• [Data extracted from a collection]
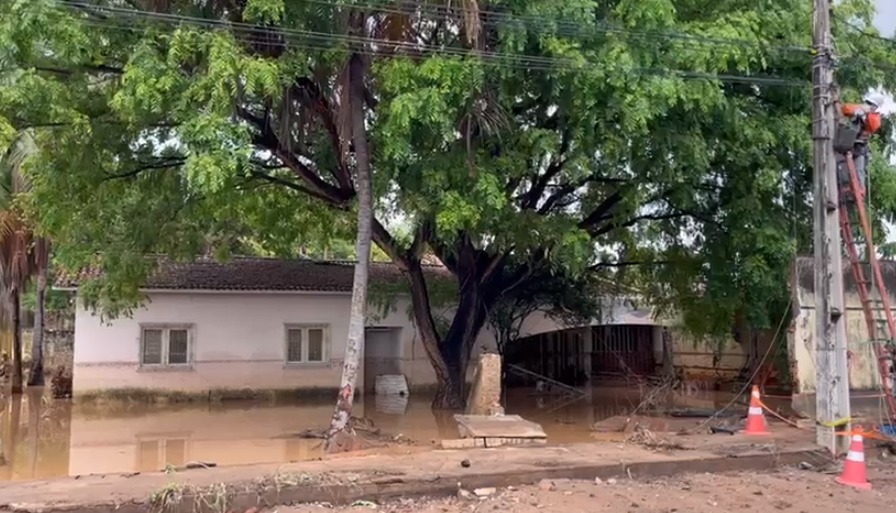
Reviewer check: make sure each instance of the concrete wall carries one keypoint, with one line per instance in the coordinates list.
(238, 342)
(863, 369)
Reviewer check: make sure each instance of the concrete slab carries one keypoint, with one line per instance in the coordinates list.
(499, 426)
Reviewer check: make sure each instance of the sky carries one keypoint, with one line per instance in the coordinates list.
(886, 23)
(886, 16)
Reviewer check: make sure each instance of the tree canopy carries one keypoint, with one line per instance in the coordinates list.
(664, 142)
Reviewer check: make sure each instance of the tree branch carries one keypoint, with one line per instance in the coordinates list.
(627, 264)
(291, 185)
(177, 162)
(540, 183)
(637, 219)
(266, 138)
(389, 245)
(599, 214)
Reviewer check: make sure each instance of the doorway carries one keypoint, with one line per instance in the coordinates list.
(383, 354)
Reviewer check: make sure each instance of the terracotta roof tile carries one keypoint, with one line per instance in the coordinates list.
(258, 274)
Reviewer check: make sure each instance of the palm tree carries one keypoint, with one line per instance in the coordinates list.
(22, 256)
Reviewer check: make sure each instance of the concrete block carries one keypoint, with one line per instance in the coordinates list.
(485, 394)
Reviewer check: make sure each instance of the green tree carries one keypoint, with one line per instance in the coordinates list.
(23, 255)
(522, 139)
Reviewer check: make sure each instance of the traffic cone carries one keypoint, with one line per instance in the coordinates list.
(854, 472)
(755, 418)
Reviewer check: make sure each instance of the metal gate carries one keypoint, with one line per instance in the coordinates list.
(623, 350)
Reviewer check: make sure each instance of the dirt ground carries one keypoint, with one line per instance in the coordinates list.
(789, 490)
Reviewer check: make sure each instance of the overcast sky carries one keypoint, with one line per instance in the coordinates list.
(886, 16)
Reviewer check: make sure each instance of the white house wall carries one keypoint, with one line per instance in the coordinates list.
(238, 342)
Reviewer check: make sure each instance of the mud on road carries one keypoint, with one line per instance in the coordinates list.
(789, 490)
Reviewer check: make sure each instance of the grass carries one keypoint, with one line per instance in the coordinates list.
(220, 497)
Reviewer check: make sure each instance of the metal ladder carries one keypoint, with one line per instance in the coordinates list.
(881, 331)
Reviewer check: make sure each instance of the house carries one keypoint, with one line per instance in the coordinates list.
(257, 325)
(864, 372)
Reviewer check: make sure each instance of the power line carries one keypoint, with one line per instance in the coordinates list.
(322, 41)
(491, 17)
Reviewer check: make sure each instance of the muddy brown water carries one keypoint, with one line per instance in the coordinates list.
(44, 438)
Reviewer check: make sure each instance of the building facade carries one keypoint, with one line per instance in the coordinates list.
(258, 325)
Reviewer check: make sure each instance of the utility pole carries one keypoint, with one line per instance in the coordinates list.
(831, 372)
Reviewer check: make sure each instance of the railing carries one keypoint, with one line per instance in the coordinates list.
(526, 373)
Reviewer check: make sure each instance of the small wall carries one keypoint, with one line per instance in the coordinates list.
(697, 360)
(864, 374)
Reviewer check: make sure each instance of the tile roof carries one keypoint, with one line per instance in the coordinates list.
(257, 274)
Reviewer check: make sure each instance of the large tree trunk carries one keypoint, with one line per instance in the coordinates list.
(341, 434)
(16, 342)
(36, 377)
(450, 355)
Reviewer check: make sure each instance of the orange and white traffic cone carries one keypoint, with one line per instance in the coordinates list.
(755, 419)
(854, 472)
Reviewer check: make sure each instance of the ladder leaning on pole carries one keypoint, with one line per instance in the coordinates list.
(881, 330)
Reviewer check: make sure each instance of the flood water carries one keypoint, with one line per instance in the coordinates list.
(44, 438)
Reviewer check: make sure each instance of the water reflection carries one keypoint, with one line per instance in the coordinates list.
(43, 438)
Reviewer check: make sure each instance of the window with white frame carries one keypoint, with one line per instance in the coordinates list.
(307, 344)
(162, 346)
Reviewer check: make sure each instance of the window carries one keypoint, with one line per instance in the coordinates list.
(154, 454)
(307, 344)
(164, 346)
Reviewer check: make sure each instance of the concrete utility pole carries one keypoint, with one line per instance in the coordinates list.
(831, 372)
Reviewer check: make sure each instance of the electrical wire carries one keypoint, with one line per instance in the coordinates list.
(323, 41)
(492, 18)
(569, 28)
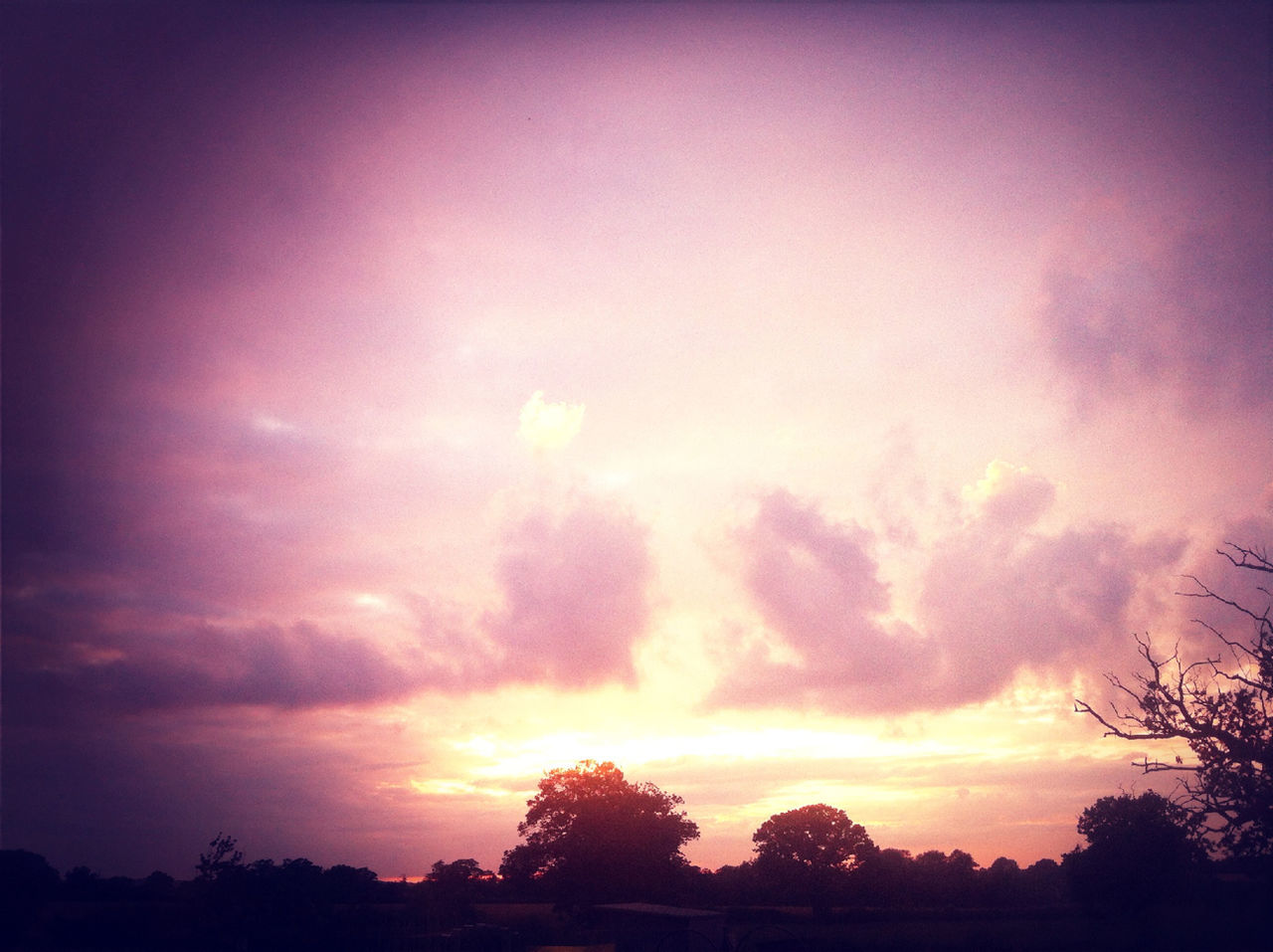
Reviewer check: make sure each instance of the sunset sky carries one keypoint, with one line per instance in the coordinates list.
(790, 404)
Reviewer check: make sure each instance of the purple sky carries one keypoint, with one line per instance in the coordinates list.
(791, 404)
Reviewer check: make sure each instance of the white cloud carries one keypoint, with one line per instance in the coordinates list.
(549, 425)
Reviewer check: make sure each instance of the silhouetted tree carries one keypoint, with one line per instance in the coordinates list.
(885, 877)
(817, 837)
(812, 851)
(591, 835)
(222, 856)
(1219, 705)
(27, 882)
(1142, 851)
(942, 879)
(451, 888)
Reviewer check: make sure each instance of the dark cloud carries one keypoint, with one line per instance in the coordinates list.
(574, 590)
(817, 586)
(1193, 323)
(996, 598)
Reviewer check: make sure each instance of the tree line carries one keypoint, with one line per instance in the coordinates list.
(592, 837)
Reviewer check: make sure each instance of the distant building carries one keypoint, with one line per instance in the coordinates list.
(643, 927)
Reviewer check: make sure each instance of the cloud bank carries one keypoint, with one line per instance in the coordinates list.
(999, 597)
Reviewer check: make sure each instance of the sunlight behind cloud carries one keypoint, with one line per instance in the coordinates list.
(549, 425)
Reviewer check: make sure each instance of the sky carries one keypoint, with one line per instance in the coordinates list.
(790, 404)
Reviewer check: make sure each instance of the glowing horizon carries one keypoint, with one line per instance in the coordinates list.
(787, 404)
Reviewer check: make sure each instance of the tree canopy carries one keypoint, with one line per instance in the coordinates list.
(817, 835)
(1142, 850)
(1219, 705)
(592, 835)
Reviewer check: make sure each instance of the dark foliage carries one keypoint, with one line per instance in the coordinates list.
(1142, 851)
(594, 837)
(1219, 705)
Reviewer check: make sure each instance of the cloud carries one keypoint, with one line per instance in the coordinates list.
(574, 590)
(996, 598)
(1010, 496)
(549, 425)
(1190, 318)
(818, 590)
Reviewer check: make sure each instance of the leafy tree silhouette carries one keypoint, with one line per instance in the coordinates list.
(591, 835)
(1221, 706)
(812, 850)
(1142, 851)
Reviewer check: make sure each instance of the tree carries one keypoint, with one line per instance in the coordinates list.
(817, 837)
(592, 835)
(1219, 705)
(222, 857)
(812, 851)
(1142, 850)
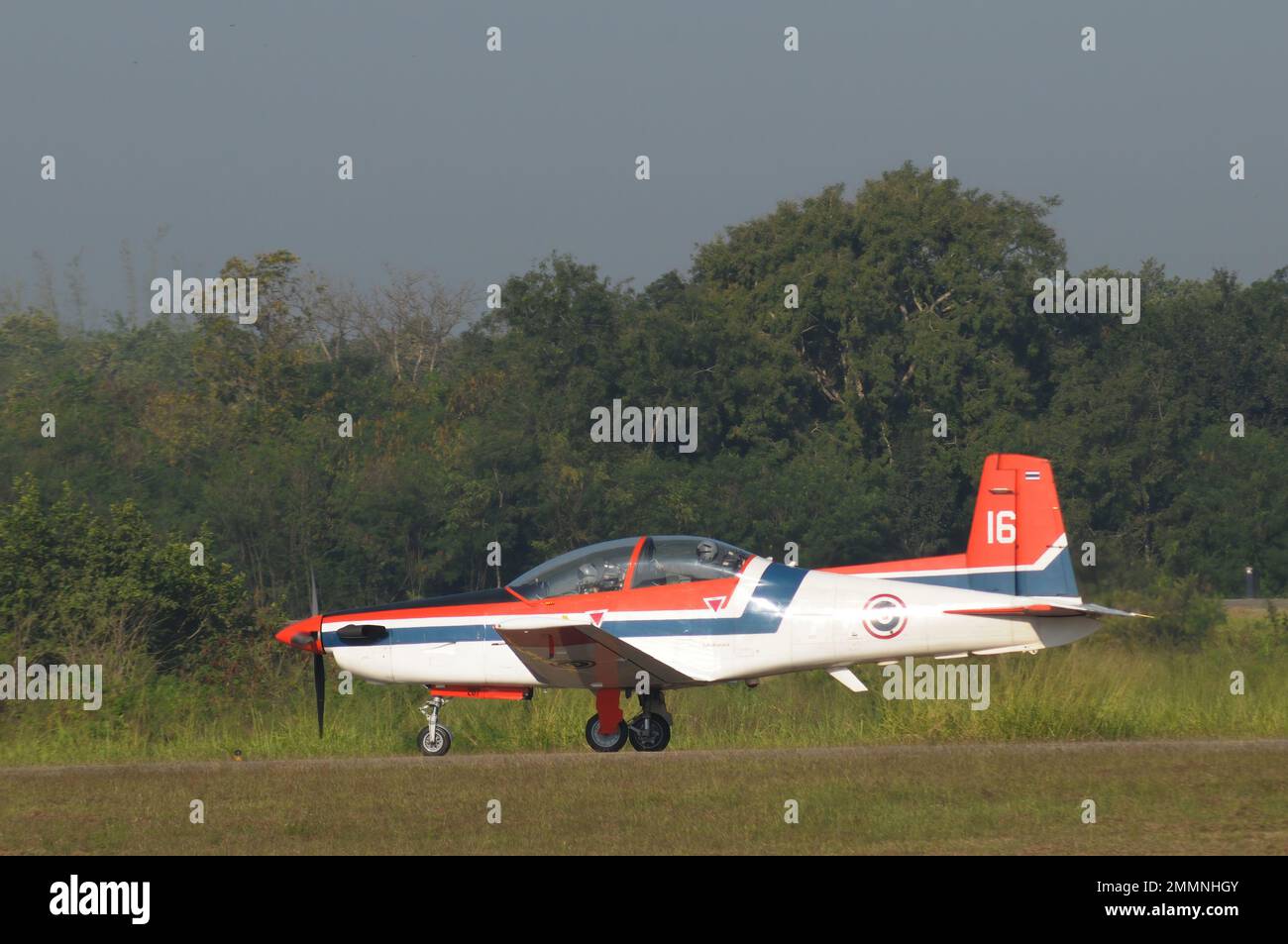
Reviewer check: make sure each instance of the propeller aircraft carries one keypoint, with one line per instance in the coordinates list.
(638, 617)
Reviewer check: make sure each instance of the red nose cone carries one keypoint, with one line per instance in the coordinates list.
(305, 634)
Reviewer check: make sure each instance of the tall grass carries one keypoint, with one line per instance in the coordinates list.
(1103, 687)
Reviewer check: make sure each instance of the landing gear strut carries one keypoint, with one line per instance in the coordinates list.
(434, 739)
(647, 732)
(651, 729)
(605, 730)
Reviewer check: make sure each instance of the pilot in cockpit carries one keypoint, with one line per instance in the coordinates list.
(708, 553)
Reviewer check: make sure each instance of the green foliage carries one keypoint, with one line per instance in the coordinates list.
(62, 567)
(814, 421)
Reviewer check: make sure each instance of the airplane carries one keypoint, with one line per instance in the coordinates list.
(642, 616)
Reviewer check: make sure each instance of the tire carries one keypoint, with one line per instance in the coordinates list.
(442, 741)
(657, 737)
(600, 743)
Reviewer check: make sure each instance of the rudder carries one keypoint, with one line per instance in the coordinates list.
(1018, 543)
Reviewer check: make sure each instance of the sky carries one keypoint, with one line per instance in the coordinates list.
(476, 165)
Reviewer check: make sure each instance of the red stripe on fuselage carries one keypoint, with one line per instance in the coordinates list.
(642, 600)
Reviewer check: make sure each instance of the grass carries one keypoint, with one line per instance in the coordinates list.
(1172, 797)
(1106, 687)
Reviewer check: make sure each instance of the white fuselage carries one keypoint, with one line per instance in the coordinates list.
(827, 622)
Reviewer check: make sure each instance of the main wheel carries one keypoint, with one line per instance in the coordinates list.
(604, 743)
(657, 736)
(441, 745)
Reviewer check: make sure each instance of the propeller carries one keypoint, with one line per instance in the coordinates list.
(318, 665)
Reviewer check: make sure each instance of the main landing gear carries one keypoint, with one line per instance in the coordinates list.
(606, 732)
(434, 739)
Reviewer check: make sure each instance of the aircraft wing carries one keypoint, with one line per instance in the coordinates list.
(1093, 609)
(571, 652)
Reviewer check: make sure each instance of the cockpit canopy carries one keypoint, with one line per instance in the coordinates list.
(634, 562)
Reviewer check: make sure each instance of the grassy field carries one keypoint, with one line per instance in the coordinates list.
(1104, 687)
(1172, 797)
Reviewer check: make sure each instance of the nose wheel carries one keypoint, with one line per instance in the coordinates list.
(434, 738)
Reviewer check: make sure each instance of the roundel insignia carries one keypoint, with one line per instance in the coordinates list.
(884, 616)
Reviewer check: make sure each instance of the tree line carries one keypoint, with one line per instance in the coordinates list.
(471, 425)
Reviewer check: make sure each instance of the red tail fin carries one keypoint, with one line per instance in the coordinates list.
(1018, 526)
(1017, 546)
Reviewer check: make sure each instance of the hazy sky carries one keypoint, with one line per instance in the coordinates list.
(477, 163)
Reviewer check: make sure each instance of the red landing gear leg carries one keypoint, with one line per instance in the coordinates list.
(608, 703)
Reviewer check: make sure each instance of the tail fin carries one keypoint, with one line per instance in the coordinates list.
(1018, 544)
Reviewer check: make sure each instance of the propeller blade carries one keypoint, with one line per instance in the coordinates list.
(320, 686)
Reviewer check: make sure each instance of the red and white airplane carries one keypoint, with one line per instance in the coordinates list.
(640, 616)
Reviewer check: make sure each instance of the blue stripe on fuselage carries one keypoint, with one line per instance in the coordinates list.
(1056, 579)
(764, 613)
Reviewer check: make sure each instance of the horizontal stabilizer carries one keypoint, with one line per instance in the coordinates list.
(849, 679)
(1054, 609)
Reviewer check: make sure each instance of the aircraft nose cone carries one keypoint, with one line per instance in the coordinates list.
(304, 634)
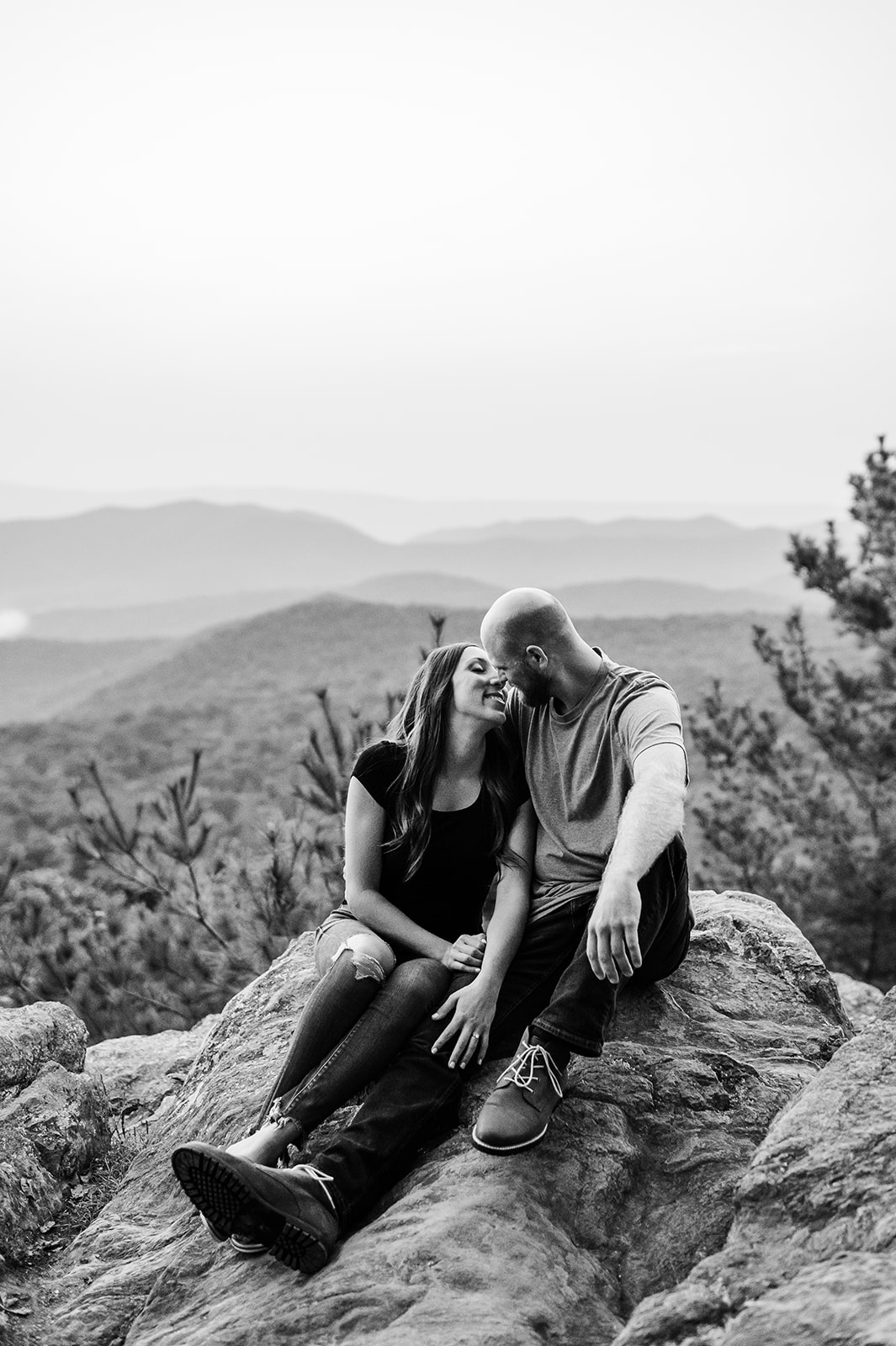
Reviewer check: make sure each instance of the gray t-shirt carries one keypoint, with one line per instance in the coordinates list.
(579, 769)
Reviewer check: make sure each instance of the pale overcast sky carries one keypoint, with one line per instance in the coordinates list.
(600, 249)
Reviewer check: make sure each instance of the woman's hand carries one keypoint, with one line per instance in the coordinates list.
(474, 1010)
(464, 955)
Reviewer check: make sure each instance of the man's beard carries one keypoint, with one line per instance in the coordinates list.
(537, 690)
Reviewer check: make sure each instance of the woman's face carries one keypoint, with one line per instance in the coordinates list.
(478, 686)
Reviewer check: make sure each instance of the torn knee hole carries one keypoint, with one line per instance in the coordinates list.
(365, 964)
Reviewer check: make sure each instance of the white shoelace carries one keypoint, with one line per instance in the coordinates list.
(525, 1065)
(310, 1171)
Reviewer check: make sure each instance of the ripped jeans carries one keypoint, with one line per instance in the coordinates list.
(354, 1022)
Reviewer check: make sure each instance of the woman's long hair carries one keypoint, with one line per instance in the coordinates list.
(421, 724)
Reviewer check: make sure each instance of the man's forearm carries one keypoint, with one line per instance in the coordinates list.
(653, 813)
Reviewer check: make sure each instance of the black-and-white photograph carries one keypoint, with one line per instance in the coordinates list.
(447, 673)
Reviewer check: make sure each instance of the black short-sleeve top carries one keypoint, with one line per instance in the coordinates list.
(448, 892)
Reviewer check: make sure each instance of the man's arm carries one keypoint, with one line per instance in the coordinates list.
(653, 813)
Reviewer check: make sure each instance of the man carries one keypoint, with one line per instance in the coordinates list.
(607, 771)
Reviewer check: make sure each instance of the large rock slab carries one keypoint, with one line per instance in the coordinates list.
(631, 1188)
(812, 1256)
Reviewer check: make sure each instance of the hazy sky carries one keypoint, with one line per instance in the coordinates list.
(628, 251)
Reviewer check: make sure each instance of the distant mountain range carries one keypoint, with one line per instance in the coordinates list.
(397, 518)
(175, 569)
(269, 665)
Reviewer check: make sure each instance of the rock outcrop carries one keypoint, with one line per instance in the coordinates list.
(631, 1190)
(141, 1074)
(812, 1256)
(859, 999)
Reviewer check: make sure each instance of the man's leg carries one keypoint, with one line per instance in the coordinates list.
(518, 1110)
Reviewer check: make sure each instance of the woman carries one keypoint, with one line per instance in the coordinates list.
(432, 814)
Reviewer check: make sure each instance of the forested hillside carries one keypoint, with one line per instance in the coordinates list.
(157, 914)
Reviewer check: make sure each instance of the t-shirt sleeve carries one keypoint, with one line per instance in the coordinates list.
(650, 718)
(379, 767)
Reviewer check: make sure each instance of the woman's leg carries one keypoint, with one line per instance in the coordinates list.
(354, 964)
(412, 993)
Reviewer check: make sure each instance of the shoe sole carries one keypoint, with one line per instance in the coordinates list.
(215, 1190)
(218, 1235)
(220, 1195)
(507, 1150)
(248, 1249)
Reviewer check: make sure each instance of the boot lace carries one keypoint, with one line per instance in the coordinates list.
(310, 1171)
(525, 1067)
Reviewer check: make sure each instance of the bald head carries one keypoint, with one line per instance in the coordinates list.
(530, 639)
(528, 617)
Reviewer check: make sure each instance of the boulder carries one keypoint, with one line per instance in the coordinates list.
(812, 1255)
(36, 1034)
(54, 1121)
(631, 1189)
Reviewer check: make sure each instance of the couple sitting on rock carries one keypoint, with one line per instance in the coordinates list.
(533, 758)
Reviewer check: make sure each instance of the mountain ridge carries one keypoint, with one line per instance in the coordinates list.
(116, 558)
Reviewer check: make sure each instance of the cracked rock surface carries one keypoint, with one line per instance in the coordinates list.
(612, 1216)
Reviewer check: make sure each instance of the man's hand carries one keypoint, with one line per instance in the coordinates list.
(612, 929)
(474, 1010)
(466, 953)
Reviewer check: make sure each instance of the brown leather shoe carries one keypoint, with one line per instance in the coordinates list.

• [Task description] Can you quote exactly the lines from the one containing "Reviewer check: make sure each instance of the boot" through the last line of the records above, and nothing else?

• [Response below]
Reviewer check: make sure each instance of the boot lace carries one keypoint, with one line per instance in the coordinates list.
(310, 1171)
(525, 1067)
Reviewer check: make sure each instance of the bald head carries one keypoint, with one line per instance in the coordinates list.
(530, 639)
(528, 617)
Reviewer check: make sure each instance of the boulder carries one keypoint, with one line per instance in the coordinates list.
(812, 1255)
(36, 1034)
(54, 1121)
(631, 1189)
Reviewer check: make sure each instance of the couple sitting on rock carries one keypoint, with one line per instance in the coordinates list.
(533, 758)
Reviewer check: make sure each instance of the mountain ridge carries one keypoint, with one line per instance in the coordinates list.
(116, 558)
Reviewer check: make sure each instance of the cracked rock surface carries one keypoint, with one line per instance in the coordinates list.
(612, 1216)
Reviewer check: make sure each instance of the man's hand carries one keypoint, with one line per instance in the coordinates list.
(612, 929)
(474, 1010)
(466, 953)
Reviewer check: make sure each instance of the brown leather shoe carries one keypoint, with one line per instance in the coordinates list.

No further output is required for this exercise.